Text for analysis -
An associate researcher at the School of Social and Population Studies, Nanjing University of Posts and Telecommunications presented a lecture at the Chinese Sociological Association’s annual academic conference in July of this year titled, “Does Christian Faith Affect the Way of Parenting? A Qualitative Study on the Philosophy, Practice and Results of Parenting in Christian Families.” This article from the Christian Times discusses his findings.
Lecture by a Scholar of Sociology of Religion:
In the Face of the Tide of Tiger-Parenting, Are Christians Less Anxious about Parenting because of Their Faith?
From July 16–18, 2021, the Chinese Sociological Association held their Annual Academic Conference at the Southwest University in Chongqing. The sub-forum on sociology of religion was held on July 17, with the theme “Local Issues and Discourse Construction in the Research of Religious Sociology in the New Era,” with over twenty scholars participating.

Study material -
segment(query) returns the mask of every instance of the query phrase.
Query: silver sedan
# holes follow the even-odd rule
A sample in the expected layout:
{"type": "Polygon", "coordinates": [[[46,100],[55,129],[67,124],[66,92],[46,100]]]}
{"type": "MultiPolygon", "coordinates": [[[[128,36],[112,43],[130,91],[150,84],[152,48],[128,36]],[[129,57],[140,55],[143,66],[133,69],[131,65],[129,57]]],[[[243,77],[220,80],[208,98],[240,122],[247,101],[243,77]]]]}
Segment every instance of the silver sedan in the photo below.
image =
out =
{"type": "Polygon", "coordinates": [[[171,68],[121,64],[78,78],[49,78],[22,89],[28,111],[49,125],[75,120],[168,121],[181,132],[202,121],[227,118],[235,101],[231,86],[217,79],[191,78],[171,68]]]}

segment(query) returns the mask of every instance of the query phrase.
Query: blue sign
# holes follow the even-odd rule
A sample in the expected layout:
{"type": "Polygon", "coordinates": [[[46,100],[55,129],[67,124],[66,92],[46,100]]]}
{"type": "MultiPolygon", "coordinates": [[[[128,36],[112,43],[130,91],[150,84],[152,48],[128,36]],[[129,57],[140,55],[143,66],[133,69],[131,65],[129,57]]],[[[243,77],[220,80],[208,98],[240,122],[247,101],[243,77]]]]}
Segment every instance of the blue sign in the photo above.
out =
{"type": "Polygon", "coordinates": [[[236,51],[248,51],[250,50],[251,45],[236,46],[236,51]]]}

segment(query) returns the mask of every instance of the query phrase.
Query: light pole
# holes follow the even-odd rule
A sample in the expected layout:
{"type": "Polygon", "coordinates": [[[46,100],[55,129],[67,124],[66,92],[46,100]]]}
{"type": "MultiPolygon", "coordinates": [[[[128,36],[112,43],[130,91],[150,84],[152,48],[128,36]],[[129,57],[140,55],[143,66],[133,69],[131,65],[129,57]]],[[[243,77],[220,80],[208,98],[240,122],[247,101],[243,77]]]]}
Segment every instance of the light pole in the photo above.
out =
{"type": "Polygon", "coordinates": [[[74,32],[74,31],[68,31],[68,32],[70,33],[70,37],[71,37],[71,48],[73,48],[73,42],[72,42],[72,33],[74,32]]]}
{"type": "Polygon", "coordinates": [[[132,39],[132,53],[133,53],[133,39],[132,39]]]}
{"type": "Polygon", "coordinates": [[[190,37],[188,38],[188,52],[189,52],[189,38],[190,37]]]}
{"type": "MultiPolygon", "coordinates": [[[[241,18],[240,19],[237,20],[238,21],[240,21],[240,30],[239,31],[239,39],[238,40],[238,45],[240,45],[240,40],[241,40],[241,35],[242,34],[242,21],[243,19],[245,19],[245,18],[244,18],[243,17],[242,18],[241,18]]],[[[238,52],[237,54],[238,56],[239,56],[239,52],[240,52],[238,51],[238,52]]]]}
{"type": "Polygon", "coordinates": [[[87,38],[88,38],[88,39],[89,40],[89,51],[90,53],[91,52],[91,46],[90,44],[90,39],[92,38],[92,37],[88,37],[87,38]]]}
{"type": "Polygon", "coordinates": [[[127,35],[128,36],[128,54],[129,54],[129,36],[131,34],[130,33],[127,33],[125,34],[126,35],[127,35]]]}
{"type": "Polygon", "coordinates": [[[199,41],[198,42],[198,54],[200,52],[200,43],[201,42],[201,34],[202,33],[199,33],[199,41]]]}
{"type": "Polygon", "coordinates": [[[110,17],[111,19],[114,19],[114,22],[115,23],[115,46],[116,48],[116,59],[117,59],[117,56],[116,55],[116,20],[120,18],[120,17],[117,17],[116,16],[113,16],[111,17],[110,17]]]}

--

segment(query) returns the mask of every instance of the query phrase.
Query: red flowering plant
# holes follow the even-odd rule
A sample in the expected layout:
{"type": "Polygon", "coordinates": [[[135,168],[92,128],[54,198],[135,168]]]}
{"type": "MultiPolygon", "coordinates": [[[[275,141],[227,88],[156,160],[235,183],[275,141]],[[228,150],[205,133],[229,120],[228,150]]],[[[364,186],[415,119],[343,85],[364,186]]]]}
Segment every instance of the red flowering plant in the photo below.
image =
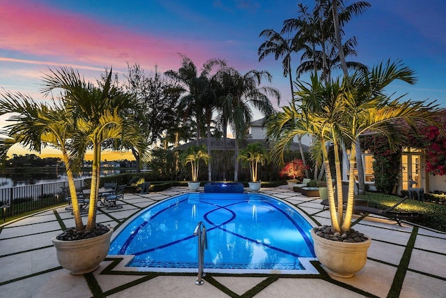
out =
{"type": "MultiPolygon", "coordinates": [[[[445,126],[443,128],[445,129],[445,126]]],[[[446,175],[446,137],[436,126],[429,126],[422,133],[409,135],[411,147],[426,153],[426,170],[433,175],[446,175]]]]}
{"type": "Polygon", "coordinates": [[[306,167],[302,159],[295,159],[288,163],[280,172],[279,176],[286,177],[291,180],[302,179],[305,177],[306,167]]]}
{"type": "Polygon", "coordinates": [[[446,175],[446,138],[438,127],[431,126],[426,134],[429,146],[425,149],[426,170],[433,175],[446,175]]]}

Exercise aim - Continue the article about the sociology of religion lecture on Christian faith and parenting, starting right after its last sentence.

Written response -
Twenty-one scholars were invited to give speeches on four topics, including sociology of religion, the current state and relationship of religion, governance of religion, and the world of religion and life.
Du Weiquan, an associate researcher at the School of Social and Population Studies, Nanjing University of Posts and Telecommunications, shared a lecture titled “Does Christian Faith Affect the Way of Parenting? A qualitative study on the philosophy, practice and results of parenting in Christian families.”
Mr. Du divided the evolution of family parenting in China into three stages. The first is the period of traditional society, where emphasis is placed on “strict fathers and loving mothers” and “preferring sons over daughters.” The second is the planned economy period, with defamilization and the beginnings of gender equality. The third is the market economy period. In this period, the traditional “care” function of parents is replaced by the “education” function, and criticism of parents began to diversify.
So, what kind of parenting philosophy do Chinese Christians have? What kind of parenting methods do they adopt? What are their parenting results?
In response to the above questions, Mr. Du adopted a qualitative research method, and interviewed 21 Christian parents and 8 non-Christian parents in-depth. He found four differences between the two groups.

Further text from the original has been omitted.